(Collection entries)
· · ·

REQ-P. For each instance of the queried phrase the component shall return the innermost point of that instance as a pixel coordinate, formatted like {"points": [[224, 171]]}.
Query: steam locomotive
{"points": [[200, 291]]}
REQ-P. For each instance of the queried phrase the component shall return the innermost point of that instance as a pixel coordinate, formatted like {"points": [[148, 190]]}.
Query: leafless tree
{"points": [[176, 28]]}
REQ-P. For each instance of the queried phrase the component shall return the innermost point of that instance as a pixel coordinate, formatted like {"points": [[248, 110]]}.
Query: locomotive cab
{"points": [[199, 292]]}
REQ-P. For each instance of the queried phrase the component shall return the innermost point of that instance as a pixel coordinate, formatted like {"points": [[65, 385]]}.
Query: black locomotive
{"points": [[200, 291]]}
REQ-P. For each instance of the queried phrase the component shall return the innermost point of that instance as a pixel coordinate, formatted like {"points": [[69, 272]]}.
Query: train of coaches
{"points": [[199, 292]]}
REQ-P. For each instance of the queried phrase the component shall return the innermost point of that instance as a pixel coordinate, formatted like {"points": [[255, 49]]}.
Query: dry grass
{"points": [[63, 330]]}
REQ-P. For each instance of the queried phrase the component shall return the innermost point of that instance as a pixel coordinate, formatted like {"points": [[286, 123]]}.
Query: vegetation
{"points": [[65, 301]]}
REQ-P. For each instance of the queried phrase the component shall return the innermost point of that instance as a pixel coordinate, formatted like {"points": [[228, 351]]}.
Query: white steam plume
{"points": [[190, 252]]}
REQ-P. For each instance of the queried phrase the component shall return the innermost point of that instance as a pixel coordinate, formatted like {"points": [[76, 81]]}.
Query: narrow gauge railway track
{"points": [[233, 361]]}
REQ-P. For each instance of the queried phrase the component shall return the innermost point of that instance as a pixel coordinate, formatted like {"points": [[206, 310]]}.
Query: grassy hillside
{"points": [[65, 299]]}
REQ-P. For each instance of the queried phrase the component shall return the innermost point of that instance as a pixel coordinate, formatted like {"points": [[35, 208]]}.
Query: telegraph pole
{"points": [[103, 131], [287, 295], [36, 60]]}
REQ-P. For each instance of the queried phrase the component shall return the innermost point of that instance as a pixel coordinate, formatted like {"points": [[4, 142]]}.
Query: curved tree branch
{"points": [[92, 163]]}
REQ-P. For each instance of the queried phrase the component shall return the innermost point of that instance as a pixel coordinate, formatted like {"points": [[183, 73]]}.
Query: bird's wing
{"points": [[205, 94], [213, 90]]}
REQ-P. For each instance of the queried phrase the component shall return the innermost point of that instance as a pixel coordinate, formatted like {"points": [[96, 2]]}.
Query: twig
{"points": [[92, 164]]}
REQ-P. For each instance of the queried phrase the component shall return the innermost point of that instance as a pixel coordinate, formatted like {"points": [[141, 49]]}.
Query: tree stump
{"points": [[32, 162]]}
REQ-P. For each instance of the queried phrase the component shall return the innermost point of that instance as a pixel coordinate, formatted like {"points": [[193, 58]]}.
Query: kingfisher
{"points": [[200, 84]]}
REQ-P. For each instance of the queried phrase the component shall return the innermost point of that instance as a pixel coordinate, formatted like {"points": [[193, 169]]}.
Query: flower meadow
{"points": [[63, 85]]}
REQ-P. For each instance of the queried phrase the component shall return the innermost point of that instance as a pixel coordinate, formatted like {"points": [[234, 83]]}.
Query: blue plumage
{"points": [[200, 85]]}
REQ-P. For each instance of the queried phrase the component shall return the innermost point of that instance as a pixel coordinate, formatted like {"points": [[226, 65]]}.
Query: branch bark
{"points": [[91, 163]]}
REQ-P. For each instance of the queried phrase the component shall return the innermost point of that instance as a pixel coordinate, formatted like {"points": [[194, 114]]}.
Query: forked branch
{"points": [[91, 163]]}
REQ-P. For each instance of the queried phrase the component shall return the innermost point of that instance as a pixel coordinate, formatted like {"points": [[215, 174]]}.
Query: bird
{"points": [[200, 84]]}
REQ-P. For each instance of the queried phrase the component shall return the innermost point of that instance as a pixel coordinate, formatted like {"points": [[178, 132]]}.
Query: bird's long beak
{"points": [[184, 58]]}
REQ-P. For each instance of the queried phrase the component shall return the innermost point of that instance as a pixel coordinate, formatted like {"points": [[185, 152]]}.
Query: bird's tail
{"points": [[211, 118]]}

· · ·

* **What is being asked**: Copy each record from above exactly, and include every line.

* **Full solution**:
REQ-P. For each instance of the queried phrase the component shall return the innermost point of that instance as a pixel coordinate, formatted like {"points": [[224, 171]]}.
Query: steam locomotive
{"points": [[200, 291]]}
REQ-P. For each instance of the queried phrase the component shall return the innermost point of that instance as a pixel coordinate, formatted like {"points": [[148, 190]]}.
Query: leafless tree
{"points": [[176, 28]]}
REQ-P. For each instance of the queried phrase the component shall return the innermost point of that instance as a pixel coordinate, formatted like {"points": [[248, 110]]}.
Query: locomotive cab
{"points": [[199, 292]]}
REQ-P. For each instance of the queried phrase the component shall return the innermost point of that instance as a pixel coordinate, formatted like {"points": [[65, 385]]}.
Query: black locomotive
{"points": [[200, 291]]}
REQ-P. For each instance of the queried phrase the component shall return the innermost point of that instance as a pixel coordinate, formatted like {"points": [[69, 272]]}.
Query: train of coaches
{"points": [[199, 292]]}
REQ-P. For each instance of the queried phrase the component shall return the innermost point of that instance as a pixel coordinate, formatted like {"points": [[255, 49]]}.
Query: dry grass
{"points": [[63, 330]]}
REQ-P. For each instance of the queried phrase the component shall return the innermost point of that instance as a pixel coordinate, formatted like {"points": [[286, 123]]}.
Query: vegetation
{"points": [[65, 301]]}
REQ-P. For each instance of the queried phrase the component shall return the innermost point of that instance as a pixel coordinate, formatted like {"points": [[228, 351]]}.
Query: white steam plume
{"points": [[190, 252]]}
REQ-P. For each instance of the queried phrase the component shall return the innermost point of that instance as a pixel coordinate, formatted like {"points": [[76, 81]]}.
Query: narrow gauge railway track
{"points": [[233, 361]]}
REQ-P. For each instance of the queried phrase the component shall return the innermost point of that instance as a pixel coordinate, formatted like {"points": [[206, 310]]}.
Query: grassy hillside
{"points": [[65, 299]]}
REQ-P. For each instance of the queried phrase the component shall return the innermost point of that instance as a pixel coordinate, formatted like {"points": [[35, 208]]}.
Query: telegraph pole
{"points": [[103, 131], [287, 295], [36, 60]]}
REQ-P. For each instance of the queried phrase the component shall return the innermost point of that instance as a pixel coordinate, formatted like {"points": [[4, 142]]}.
Query: curved tree branch
{"points": [[92, 163]]}
REQ-P. For each instance of the queried phrase the component shall return the innermost point of that instance as a pixel coordinate, formatted like {"points": [[183, 73]]}.
Query: bird's wing
{"points": [[205, 94], [213, 90]]}
REQ-P. For each instance of the queried phrase the component shall return the innermost point of that instance as a pixel coordinate, formatted like {"points": [[96, 2]]}.
Query: twig
{"points": [[92, 164]]}
REQ-P. For each instance of the queried phrase the component shall return the innermost point of that instance as a pixel coordinate, formatted like {"points": [[141, 49]]}.
Query: tree stump
{"points": [[32, 162]]}
REQ-P. For each instance of the queried phrase the component shall return the innermost point of that instance as a pixel coordinate, formatted like {"points": [[193, 58]]}.
Query: kingfisher
{"points": [[200, 84]]}
REQ-P. For each instance of the queried phrase the component shall return the innermost point of that instance as a pixel coordinate, formatted like {"points": [[193, 169]]}.
Query: flower meadow
{"points": [[63, 85]]}
REQ-P. For each instance of the queried phrase the component shall return the innermost point of that instance as a pixel coordinate, formatted like {"points": [[234, 83]]}.
Query: blue plumage
{"points": [[200, 85]]}
REQ-P. For each instance of the queried phrase the component shall return the innermost point of that instance as a pixel coordinate, formatted like {"points": [[226, 65]]}.
Query: branch bark
{"points": [[91, 163]]}
REQ-P. For each instance of the queried phrase the component shall return the innermost point of that instance as a pixel coordinate, formatted like {"points": [[194, 114]]}.
Query: forked branch
{"points": [[91, 163]]}
REQ-P. For each instance of the queried phrase the component shall return the innermost point of that instance as a pixel coordinate, formatted like {"points": [[215, 174]]}.
Query: bird
{"points": [[200, 84]]}
REQ-P. For each instance of the queried phrase the component shall return the innermost point of that instance as a pixel coordinate, formatted like {"points": [[178, 132]]}.
Query: bird's long beak
{"points": [[184, 58]]}
REQ-P. For each instance of the queried phrase the component shall return the innermost point of that instance as a pixel coordinate, formatted like {"points": [[185, 152]]}.
Query: bird's tail
{"points": [[211, 118]]}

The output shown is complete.